Document passage:
Language-EXtended Indoor SLAM (LEXIS): A Versatile System for Real-time Visual Scene Understanding

TL;DR

LEXIS addresses the limitation of fixed-class semantic models in indoor SLAM by integrating open-vocabulary CLIP features into a real-time topological pose graph. The system jointly supports room segmentation, room-aware place recognition, and semantic loop closure using a single pre-trained model, enabling flexible scene understanding without extensive retraining. Experiments on simulated and real multi-floor datasets show improved room segmentation accuracy, competitive place recognition, and SLAM performance comparable to state-of-the-art methods, with a demonstrated planning capability. This work highlights the potential of open-vocabulary language models to enhance automatic interaction with indoor environments and informs future directions toward dense reconstruction and uncertainty-aware long-term operation.

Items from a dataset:
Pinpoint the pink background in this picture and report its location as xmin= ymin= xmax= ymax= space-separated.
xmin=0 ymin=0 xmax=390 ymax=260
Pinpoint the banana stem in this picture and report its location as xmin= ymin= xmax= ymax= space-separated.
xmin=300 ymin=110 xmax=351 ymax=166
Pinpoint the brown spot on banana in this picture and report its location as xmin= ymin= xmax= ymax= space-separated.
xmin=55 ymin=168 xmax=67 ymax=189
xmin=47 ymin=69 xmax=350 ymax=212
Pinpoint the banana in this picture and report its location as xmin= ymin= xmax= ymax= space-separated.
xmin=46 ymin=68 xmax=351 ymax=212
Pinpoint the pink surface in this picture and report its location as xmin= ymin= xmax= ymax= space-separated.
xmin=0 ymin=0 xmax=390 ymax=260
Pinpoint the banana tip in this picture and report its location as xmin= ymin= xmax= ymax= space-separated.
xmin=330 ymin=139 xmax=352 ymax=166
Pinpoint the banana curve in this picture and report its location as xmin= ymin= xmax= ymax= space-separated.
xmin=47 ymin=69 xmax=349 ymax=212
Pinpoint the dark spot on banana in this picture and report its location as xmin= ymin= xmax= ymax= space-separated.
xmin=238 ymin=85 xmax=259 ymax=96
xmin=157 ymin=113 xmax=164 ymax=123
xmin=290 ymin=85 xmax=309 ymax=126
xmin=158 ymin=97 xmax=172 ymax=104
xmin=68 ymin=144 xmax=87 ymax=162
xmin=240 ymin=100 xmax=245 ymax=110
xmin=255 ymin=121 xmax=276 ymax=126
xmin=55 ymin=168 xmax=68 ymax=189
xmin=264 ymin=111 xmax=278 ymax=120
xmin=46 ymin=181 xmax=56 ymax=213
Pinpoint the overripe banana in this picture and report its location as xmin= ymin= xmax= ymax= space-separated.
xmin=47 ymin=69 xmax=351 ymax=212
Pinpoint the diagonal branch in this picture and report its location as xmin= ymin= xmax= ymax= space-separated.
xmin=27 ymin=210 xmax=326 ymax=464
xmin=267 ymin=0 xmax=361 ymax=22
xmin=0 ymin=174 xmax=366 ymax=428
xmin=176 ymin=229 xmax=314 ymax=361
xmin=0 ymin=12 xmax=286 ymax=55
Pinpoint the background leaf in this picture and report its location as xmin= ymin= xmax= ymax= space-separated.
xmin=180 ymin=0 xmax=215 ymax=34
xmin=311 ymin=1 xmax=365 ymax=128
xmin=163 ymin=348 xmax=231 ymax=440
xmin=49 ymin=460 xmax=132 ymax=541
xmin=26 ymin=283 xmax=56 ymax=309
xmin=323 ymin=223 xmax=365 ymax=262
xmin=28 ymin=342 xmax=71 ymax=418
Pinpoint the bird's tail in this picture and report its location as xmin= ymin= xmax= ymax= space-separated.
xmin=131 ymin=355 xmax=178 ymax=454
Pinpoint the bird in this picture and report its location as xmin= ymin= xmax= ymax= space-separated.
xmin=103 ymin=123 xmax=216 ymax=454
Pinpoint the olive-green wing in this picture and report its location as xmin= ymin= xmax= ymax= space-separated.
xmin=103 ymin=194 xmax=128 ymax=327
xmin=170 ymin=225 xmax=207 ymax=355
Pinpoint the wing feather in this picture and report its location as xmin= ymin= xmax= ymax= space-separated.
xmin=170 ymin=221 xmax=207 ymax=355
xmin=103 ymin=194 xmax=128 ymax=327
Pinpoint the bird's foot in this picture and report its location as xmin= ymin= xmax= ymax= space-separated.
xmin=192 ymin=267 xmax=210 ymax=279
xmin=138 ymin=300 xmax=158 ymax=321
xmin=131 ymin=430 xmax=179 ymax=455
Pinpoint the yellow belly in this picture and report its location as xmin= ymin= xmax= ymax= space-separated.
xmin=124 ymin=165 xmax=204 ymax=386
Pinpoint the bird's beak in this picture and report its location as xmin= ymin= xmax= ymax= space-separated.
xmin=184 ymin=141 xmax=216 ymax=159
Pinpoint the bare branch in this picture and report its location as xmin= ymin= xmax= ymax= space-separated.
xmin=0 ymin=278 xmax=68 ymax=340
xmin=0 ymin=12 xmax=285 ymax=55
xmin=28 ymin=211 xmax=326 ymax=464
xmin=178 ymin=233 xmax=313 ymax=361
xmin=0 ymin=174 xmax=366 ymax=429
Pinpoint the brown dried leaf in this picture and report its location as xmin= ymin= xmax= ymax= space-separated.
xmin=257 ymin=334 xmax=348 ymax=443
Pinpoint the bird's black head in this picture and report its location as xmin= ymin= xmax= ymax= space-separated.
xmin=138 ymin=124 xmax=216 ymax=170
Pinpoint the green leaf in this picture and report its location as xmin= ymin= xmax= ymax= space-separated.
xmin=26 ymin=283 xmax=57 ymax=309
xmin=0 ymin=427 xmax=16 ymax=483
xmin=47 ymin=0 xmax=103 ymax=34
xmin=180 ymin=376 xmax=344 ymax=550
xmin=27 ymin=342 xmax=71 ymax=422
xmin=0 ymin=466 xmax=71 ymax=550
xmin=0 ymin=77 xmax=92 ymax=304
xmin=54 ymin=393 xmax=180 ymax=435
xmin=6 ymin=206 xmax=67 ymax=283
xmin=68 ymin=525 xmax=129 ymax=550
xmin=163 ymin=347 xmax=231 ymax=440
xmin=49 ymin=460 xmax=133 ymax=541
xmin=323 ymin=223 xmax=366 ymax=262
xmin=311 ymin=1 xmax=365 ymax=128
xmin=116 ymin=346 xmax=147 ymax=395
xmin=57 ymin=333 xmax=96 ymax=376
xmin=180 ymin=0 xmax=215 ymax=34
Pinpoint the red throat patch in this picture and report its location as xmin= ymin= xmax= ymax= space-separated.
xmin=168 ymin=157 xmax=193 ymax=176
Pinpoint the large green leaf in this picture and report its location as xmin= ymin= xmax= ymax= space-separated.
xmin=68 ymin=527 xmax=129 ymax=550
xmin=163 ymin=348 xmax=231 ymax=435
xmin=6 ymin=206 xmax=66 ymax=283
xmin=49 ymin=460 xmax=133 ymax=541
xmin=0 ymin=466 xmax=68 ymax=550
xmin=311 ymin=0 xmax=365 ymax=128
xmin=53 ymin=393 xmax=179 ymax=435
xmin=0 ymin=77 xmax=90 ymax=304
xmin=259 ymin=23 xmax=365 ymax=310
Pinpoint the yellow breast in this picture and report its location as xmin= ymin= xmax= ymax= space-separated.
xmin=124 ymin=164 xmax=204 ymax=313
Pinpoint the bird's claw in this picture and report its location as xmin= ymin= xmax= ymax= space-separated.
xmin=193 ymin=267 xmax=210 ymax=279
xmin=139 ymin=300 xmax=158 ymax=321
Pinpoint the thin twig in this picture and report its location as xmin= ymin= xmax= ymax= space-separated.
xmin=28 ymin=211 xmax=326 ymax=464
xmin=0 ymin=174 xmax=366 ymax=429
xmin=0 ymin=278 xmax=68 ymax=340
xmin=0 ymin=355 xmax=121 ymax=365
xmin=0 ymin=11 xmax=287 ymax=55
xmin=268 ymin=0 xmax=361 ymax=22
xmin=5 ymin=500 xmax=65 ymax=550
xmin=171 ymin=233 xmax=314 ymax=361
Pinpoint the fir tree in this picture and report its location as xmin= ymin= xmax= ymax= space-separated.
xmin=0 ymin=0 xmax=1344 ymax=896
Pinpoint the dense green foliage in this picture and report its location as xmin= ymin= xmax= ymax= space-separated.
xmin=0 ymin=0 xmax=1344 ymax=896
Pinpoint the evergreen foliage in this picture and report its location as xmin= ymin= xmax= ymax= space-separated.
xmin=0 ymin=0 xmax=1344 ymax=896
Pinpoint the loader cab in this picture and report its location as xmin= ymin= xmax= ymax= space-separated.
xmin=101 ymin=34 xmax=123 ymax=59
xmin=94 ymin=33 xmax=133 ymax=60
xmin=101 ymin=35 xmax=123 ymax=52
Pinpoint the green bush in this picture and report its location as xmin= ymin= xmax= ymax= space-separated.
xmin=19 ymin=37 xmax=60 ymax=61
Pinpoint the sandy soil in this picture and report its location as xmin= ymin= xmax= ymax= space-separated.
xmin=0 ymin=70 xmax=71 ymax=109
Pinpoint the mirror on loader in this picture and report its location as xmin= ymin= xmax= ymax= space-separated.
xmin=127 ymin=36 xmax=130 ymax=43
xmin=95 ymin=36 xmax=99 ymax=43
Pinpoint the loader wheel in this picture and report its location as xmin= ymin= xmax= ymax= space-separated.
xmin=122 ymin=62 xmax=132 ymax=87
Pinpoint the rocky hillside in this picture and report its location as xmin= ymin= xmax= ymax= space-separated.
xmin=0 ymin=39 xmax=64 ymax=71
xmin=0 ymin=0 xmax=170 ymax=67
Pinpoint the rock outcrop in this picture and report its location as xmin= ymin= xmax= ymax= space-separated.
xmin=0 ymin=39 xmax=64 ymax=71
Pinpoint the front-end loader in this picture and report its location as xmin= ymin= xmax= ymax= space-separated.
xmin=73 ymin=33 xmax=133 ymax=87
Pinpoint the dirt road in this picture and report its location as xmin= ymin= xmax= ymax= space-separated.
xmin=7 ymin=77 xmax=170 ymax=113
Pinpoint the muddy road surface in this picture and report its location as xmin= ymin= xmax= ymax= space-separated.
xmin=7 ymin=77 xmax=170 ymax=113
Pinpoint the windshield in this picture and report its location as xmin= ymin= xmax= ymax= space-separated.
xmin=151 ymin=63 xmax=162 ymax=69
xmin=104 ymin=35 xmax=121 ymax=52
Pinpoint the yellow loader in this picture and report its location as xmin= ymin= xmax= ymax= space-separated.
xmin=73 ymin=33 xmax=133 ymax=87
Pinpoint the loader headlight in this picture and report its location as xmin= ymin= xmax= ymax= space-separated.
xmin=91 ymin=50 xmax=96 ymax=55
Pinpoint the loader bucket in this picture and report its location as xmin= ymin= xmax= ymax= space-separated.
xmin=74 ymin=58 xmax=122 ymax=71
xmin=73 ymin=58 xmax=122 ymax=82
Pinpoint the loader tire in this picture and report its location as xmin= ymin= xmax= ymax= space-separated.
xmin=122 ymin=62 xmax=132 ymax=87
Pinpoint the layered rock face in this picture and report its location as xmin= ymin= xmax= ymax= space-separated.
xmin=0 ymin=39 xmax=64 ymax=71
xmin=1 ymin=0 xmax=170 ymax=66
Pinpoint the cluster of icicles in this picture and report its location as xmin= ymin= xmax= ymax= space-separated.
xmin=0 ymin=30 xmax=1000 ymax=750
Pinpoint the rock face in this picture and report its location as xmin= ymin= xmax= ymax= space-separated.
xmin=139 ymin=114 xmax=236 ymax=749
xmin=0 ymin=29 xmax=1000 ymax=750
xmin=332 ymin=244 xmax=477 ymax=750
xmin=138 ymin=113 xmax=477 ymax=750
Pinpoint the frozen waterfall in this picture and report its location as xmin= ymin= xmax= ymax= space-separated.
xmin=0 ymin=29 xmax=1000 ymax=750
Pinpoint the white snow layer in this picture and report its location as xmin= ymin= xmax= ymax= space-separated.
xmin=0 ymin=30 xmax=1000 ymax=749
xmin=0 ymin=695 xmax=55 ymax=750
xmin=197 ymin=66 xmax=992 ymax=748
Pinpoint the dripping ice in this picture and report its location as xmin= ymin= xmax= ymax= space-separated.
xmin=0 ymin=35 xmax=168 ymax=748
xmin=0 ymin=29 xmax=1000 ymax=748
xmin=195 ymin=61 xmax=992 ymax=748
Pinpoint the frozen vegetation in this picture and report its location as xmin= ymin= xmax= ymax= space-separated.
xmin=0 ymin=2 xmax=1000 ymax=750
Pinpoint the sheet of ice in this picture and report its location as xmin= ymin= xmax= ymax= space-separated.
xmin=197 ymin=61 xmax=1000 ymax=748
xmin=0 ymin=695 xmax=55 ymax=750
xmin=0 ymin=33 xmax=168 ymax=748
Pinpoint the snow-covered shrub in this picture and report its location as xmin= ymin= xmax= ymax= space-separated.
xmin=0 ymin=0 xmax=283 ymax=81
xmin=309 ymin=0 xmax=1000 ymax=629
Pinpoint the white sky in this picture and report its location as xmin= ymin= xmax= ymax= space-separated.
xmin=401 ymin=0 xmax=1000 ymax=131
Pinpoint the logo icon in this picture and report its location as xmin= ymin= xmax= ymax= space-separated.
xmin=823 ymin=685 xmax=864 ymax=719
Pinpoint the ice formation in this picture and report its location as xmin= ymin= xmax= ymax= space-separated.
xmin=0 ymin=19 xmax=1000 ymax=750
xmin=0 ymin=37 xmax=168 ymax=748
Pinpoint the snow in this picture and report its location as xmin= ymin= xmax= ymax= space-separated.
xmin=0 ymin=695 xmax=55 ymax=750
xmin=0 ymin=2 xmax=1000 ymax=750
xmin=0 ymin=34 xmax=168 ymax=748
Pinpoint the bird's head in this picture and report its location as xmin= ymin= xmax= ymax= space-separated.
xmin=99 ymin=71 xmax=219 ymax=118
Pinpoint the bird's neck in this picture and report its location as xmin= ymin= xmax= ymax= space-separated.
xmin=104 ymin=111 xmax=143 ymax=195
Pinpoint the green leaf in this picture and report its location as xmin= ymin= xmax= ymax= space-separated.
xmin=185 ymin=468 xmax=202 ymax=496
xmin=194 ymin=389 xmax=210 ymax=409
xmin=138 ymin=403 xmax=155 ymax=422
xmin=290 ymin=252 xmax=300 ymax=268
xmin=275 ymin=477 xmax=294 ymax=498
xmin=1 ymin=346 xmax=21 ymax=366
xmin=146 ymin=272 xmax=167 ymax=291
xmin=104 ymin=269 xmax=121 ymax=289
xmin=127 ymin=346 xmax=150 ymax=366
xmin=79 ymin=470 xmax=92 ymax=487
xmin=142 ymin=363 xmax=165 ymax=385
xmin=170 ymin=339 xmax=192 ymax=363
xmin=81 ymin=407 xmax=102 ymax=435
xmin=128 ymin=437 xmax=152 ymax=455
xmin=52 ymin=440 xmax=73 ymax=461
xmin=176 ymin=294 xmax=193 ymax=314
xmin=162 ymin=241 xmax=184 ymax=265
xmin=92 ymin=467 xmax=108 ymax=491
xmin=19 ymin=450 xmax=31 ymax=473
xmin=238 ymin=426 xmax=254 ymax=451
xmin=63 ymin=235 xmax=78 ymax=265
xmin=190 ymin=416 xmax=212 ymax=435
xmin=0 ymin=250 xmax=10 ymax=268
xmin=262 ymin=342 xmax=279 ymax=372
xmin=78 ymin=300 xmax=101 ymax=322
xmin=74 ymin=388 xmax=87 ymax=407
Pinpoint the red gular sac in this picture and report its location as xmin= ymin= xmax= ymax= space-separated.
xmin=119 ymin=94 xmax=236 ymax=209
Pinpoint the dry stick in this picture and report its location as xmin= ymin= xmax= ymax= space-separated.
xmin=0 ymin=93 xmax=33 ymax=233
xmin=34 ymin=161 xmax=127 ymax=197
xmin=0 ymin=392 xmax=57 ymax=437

Work to complete:
• A. List the tasks that, according to the LEXIS summary, the system jointly supports using a single pre-trained model.
• B. From the LEXIS summary, write out the part that opens with the words containing "LEXIS addresses the" and closes with "uncertainty-aware long-term operation.".

Outputs for the tasks:
• A.
- Room segmentation
- Room-aware place recognition
- Semantic loop closure

• B.
LEXIS addresses the limitation of fixed-class semantic models in indoor SLAM by integrating open-vocabulary CLIP features into a real-time topological pose graph. The system jointly supports room segmentation, room-aware place recognition, and semantic loop closure using a single pre-trained model, enabling flexible scene understanding without extensive retraining. Experiments on simulated and real multi-floor datasets show improved room segmentation accuracy, competitive place recognition, and SLAM performance comparable to state-of-the-art methods, with a demonstrated planning capability. This work highlights the potential of open-vocabulary language models to enhance automatic interaction with indoor environments and informs future directions toward dense reconstruction and uncertainty-aware long-term operation.